===== Working data =====

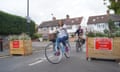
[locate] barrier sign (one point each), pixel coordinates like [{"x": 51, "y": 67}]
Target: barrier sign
[
  {"x": 15, "y": 44},
  {"x": 103, "y": 44}
]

=====

Problem details:
For this exercise, retype the listing above word for word and omit the pictures.

Completed task:
[locate] barrier sign (one point each), pixel coordinates like [{"x": 51, "y": 67}]
Target: barrier sign
[
  {"x": 15, "y": 44},
  {"x": 103, "y": 44}
]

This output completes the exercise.